» **Fragmento de origen**:
-------------------------
La policía detecta cientos de casos de explotación laboral Se han hallado en talleres textiles, locutorios, venta ambulante, redes de mendigos o el campo

Un taller chino ilegal intervenido en Mataró (Barcelona).
Un taller chino ilegal intervenido en Mataró (Barcelona). Gianluca Battista

Un paseo por Vallecas. Tres modelos de cuartilla se disputan los parabrisas de los coches del barrio madrileño. Los tres anuncian lo mismo: chicas latinas, pero cada uno dirige a un teléfono distinto. La prostitución de extranjeras controladas por redes es una modalidad de explotación a la que se han acostumbrado las calles españolas. Pero hay cadenas mucho menos visibles.

En el corazón de Vallecas se ubica un taller textil chino en el que intervino la Policía Municipal en octubre de este año. Es un semisótano con cuatro ventanas cegadas por placas de conglomerado. Al llamar, una descarga eléctrica abre la puerta, y al final de unas escalerillas un oriental de unos 40 años se sorprende al encontrarse con desconocidos. Detrás de él, otro hombre remata una gabardina encorvado sobre una máquina de coser. El local no tiene luz natural y está tapizado de bobinas y fardos de ropa. El capataz, que dice llamarse Juan, explica que todo está en orden con la policía, que sus trabajadores cobran una nómina pero que no sabe de cuánto porque esos detalles se los lleva una gerencia. Llega una mujer gritando en chino e invita a los visitantes a marcharse.

La Policía Municipal de Madrid confirma que no pudo actuar contra este taller más allá de una denuncia por insalubridad. Dos agentes se encontraron con 12 trabajadores —cuatro de los cuales tenían orden de expulsión— y registraron una ristra de infracciones: ausencia de ventilación, cables colgando… Para llegar más allá, para demostrar que los trabajadores son víctimas de trata o de explotación laboral, hay que probar que sufren coacciones o abusos. Y lograrlo es complejo. Por eso estos dramas se mantienen ocultos hasta que suceden desastres como el del lunes en Prato (Italia), donde un taller ardió dejando siete víctimas.
-------------------------
» **Sección de datos**:
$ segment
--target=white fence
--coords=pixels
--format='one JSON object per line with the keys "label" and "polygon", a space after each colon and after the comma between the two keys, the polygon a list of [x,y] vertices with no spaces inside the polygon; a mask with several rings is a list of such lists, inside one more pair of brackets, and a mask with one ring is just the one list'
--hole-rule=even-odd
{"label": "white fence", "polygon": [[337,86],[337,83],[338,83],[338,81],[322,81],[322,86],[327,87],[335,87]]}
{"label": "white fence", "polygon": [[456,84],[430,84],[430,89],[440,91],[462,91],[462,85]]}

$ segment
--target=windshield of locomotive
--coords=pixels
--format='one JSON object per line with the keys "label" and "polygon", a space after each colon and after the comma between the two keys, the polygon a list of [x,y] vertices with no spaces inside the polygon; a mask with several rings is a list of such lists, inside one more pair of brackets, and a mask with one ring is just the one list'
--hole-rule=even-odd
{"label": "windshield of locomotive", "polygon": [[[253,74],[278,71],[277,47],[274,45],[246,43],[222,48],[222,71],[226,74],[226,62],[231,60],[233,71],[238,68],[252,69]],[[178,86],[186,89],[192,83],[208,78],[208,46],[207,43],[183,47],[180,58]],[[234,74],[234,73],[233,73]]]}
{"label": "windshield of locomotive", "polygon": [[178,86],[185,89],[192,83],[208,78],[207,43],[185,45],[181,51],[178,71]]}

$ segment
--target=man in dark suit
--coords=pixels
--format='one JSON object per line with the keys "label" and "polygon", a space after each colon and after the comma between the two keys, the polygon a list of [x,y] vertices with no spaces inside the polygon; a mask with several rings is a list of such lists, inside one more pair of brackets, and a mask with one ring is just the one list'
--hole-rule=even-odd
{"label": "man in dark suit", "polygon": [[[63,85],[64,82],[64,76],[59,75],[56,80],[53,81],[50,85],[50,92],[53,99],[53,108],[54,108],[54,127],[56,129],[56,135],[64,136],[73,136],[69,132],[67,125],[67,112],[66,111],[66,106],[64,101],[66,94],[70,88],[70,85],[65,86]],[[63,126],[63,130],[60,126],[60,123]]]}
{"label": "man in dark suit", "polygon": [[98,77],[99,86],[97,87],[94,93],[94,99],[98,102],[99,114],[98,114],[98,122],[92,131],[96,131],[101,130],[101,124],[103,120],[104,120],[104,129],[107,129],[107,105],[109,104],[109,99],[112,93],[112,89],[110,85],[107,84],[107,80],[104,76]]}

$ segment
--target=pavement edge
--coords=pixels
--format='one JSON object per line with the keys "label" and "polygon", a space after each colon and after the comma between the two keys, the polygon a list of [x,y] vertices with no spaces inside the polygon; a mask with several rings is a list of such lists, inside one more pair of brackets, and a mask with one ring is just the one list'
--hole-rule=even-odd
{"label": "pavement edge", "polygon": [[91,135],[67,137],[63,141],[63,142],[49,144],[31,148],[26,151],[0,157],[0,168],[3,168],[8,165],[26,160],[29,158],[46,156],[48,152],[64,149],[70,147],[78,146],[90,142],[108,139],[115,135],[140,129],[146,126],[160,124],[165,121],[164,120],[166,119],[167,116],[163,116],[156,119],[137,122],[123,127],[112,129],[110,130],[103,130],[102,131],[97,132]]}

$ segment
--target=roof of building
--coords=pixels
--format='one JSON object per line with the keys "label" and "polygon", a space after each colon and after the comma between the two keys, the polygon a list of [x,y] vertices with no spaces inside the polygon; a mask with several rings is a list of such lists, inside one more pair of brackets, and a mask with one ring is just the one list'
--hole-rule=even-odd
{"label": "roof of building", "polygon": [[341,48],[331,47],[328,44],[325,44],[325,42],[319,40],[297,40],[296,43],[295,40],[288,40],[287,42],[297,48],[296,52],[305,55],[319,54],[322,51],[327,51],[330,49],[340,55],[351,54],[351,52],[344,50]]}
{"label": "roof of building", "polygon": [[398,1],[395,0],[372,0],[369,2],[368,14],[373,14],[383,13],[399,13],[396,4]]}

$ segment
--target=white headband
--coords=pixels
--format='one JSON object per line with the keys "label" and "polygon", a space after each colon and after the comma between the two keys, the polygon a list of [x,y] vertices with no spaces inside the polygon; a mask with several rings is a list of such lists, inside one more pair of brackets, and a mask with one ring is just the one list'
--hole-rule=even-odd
-------------------------
» **Ejercicio**:
Contesta según el fragmento sobre la explotación laboral:
1. ¿Cuántas ventanas tiene el semisótano del taller de Vallecas y con qué están cegadas?
2. ¿Cuántos trabajadores encontraron los dos agentes y cuántos de ellos tenían orden de expulsión?
3. ¿En qué ciudad ardió un taller el lunes y cuántas víctimas dejó?

» **Respuesta esperada**:
1. Cuatro ventanas, cegadas por placas de conglomerado.
2. Doce trabajadores; cuatro tenían orden de expulsión.
3. En Prato (Italia); dejó siete víctimas.